====== PROVIDED RECORDS
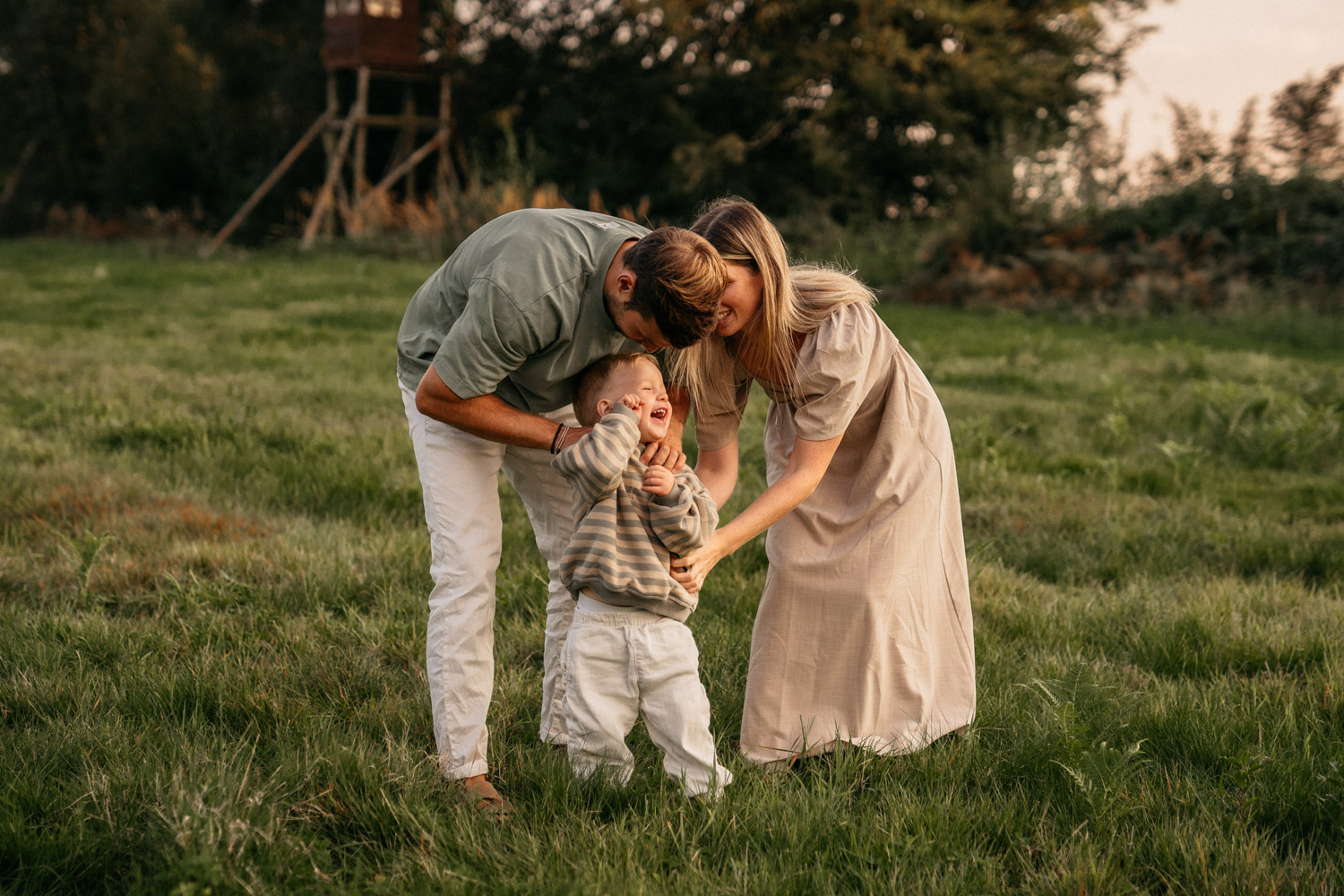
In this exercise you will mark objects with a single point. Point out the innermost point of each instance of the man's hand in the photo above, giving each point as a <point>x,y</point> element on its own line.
<point>658,479</point>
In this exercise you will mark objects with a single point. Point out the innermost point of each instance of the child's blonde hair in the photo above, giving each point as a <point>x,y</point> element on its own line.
<point>594,378</point>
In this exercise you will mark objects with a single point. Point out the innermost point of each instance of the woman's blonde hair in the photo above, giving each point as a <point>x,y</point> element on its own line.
<point>795,300</point>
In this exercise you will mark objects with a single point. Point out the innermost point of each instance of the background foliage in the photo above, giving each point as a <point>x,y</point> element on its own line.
<point>844,108</point>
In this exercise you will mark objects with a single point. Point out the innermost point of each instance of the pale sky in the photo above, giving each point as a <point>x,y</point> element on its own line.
<point>1217,54</point>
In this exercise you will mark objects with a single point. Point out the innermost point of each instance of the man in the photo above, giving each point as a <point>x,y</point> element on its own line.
<point>488,352</point>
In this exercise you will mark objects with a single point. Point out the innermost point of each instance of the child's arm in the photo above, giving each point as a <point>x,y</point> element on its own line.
<point>593,465</point>
<point>685,516</point>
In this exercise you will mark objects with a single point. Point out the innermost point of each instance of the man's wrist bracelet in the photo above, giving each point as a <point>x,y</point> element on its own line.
<point>558,440</point>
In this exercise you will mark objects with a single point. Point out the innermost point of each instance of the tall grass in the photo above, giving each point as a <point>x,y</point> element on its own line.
<point>212,579</point>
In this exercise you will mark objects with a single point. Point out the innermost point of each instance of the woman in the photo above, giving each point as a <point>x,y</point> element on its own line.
<point>863,634</point>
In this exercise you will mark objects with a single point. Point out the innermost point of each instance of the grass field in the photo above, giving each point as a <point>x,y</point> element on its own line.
<point>212,579</point>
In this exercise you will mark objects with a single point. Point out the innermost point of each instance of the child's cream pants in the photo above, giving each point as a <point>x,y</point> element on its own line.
<point>620,662</point>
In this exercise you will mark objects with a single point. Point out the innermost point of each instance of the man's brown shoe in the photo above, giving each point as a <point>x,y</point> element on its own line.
<point>484,798</point>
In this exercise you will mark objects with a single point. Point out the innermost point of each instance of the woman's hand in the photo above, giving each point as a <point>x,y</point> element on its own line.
<point>693,568</point>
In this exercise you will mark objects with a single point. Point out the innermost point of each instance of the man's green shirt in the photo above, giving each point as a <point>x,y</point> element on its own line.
<point>518,309</point>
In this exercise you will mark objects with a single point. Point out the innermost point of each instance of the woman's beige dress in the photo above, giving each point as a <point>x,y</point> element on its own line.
<point>863,634</point>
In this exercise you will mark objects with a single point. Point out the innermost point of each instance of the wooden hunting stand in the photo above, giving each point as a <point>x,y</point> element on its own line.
<point>374,39</point>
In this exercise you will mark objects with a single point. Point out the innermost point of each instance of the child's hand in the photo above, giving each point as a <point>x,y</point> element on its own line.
<point>658,479</point>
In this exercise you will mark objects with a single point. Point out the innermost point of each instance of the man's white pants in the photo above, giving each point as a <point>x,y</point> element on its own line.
<point>624,661</point>
<point>460,485</point>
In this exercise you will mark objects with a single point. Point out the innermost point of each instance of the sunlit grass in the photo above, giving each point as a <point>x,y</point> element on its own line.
<point>212,579</point>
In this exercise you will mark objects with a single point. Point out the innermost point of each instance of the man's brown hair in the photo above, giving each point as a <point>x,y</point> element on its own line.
<point>679,281</point>
<point>593,379</point>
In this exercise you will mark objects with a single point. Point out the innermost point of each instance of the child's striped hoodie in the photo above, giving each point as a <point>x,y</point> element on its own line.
<point>624,538</point>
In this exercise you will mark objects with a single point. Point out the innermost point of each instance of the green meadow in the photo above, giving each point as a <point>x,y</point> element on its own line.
<point>214,568</point>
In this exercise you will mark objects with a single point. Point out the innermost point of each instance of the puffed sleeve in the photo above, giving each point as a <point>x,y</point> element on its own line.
<point>832,366</point>
<point>719,414</point>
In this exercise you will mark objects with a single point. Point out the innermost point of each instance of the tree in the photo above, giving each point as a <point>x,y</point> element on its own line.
<point>849,107</point>
<point>1304,125</point>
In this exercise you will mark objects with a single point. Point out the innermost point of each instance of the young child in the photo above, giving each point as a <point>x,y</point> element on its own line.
<point>628,649</point>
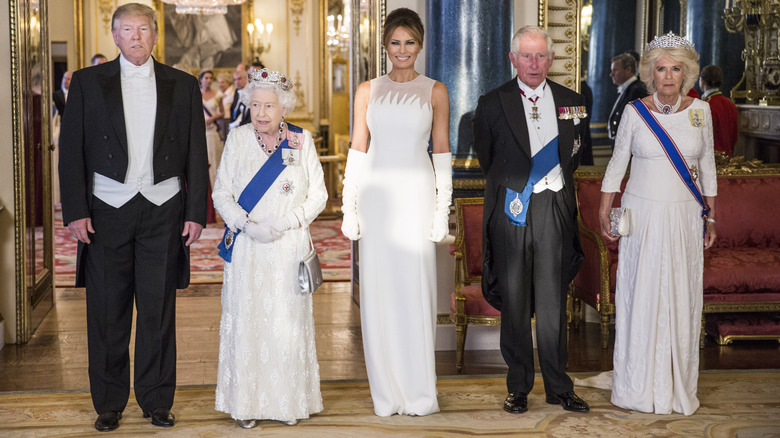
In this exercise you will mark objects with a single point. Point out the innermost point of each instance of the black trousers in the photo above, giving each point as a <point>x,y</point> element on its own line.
<point>133,257</point>
<point>529,263</point>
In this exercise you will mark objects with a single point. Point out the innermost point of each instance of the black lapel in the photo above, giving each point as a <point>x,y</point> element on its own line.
<point>565,127</point>
<point>111,84</point>
<point>514,111</point>
<point>165,86</point>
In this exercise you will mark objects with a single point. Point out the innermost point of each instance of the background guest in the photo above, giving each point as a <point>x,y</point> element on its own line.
<point>658,296</point>
<point>531,247</point>
<point>212,111</point>
<point>397,204</point>
<point>724,111</point>
<point>267,357</point>
<point>623,74</point>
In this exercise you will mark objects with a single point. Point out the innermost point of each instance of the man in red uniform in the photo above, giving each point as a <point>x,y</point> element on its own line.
<point>724,112</point>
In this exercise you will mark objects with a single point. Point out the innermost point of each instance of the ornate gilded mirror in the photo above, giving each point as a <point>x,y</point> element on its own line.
<point>32,164</point>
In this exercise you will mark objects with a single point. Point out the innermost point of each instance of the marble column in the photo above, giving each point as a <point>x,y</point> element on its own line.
<point>467,48</point>
<point>706,30</point>
<point>612,33</point>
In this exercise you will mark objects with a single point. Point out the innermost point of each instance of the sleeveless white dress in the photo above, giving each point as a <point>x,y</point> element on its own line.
<point>658,297</point>
<point>396,202</point>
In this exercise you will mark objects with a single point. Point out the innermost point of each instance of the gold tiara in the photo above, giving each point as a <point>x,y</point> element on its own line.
<point>669,40</point>
<point>265,76</point>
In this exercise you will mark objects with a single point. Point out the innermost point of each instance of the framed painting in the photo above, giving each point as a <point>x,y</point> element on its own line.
<point>195,42</point>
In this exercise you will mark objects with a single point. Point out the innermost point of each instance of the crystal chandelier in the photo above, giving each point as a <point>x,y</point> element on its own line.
<point>203,7</point>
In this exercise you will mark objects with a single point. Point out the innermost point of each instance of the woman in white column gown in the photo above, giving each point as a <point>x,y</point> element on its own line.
<point>400,215</point>
<point>659,276</point>
<point>267,357</point>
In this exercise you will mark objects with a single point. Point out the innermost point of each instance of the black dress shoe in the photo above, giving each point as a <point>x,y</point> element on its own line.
<point>516,403</point>
<point>108,420</point>
<point>161,417</point>
<point>569,401</point>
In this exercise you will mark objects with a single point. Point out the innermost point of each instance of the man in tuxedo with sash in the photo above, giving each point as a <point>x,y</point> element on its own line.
<point>134,181</point>
<point>528,135</point>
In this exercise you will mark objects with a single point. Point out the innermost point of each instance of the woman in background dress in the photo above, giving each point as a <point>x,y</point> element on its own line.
<point>212,111</point>
<point>659,276</point>
<point>397,204</point>
<point>267,358</point>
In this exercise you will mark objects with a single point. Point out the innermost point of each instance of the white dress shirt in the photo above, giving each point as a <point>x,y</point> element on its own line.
<point>545,128</point>
<point>139,99</point>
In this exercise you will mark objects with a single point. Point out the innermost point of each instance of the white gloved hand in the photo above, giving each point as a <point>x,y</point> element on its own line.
<point>262,232</point>
<point>442,166</point>
<point>352,173</point>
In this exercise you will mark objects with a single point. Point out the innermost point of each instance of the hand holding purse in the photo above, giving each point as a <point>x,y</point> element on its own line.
<point>309,270</point>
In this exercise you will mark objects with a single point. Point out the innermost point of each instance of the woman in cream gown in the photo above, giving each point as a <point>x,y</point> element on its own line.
<point>397,204</point>
<point>267,357</point>
<point>658,297</point>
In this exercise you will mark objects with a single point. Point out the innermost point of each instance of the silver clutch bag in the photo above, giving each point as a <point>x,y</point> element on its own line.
<point>619,221</point>
<point>309,270</point>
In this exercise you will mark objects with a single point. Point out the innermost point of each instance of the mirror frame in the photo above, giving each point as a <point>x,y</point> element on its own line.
<point>32,288</point>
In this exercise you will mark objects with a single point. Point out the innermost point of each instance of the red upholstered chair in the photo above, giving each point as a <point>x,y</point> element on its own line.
<point>468,306</point>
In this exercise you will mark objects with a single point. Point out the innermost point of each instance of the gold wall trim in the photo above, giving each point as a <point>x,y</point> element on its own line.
<point>296,7</point>
<point>468,184</point>
<point>17,126</point>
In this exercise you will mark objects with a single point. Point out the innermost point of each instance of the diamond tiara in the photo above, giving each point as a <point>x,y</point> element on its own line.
<point>669,40</point>
<point>265,76</point>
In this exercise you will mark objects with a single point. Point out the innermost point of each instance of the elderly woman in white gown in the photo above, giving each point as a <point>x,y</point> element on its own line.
<point>267,358</point>
<point>658,298</point>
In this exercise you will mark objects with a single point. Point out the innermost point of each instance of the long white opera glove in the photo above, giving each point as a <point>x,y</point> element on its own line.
<point>442,166</point>
<point>262,232</point>
<point>352,172</point>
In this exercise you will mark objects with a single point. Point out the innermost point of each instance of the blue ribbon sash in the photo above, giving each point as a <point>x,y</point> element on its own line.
<point>255,190</point>
<point>516,204</point>
<point>673,153</point>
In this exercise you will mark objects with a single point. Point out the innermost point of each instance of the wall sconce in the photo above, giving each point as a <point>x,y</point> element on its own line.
<point>259,37</point>
<point>338,34</point>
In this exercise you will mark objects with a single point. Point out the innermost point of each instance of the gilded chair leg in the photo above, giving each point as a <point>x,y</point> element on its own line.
<point>604,330</point>
<point>460,345</point>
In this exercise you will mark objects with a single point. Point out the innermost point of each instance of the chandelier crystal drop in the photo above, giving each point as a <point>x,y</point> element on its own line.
<point>203,7</point>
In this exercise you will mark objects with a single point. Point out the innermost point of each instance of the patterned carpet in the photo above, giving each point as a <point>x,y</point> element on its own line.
<point>742,404</point>
<point>206,267</point>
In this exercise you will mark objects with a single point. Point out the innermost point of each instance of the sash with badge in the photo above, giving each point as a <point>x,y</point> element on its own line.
<point>285,155</point>
<point>688,175</point>
<point>516,203</point>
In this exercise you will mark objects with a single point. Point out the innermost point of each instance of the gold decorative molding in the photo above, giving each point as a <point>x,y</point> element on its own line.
<point>296,7</point>
<point>106,9</point>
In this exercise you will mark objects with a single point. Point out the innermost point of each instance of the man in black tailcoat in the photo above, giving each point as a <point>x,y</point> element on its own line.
<point>134,180</point>
<point>528,135</point>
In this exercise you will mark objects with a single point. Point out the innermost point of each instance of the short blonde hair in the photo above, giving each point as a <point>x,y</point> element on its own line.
<point>531,30</point>
<point>689,59</point>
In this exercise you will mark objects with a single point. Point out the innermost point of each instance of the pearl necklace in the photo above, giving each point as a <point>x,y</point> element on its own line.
<point>664,107</point>
<point>265,148</point>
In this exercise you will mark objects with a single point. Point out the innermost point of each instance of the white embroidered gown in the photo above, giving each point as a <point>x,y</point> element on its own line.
<point>659,277</point>
<point>396,202</point>
<point>267,358</point>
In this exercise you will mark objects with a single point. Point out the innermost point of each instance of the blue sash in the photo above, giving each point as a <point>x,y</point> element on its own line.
<point>255,190</point>
<point>674,155</point>
<point>516,204</point>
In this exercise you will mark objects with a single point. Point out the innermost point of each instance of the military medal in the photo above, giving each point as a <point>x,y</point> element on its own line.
<point>516,207</point>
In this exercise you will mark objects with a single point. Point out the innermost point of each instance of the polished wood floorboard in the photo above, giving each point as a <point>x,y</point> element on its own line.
<point>55,359</point>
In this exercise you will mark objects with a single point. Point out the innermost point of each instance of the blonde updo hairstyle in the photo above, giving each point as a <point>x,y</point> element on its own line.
<point>689,59</point>
<point>406,18</point>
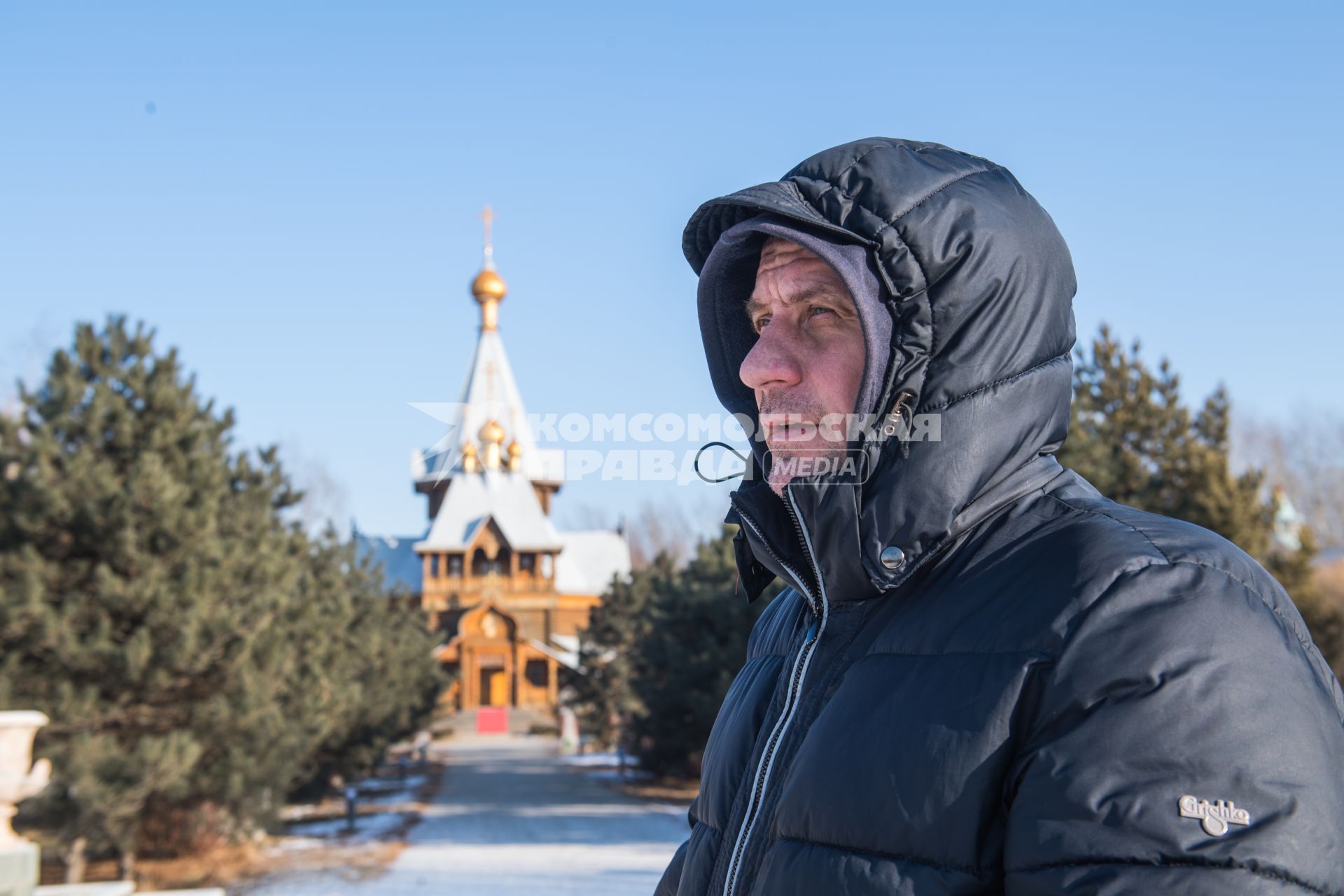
============
## [EXERCISE]
Nothing but the lines from the one holding "of the short" through the last line of the listing should appear in the answer, copied exactly and without pictures.

## [PROBLEM SOLUTION]
In this exercise you will mark objects with a single point. Point out the innermost point of each instance of the short blonde hair in the photo above, giving each point as a <point>x,y</point> element on its own line.
<point>531,30</point>
<point>689,59</point>
In this exercise you will mark objects with a single point. Point out the innermost point of each instance of the pearl necklace in the photo above, giving each point as a <point>x,y</point> element on its own line.
<point>664,107</point>
<point>265,148</point>
In this exercise you will mark objects with a single point. Point out the innermost point of each instance of the white embroidered gown in the photo above, giving each point as a <point>x,y</point> element on its own line.
<point>659,277</point>
<point>396,202</point>
<point>267,358</point>
In this exercise you will mark objects with a single point. Point out the innermost point of each instance of the blue sash in the photo above, giving each point as a <point>x,y</point> element on its own line.
<point>255,190</point>
<point>674,155</point>
<point>516,204</point>
In this exercise you will mark objects with a single point. Point out the innermost point of each instance of the military medal in the photo above, giving each point as a <point>x,y</point> element on its own line.
<point>516,207</point>
In this exercise you will mark objects with a single point. Point out the innermost point of each instance of the polished wood floorboard in the photo above, giving each point as a <point>x,y</point> element on its own line.
<point>55,359</point>
In this exercise you will mark objects with a single point. Point out the innermost point of each instance of the blonde updo hairstyle in the photo above, giving each point as a <point>x,y</point> element on its own line.
<point>689,59</point>
<point>406,18</point>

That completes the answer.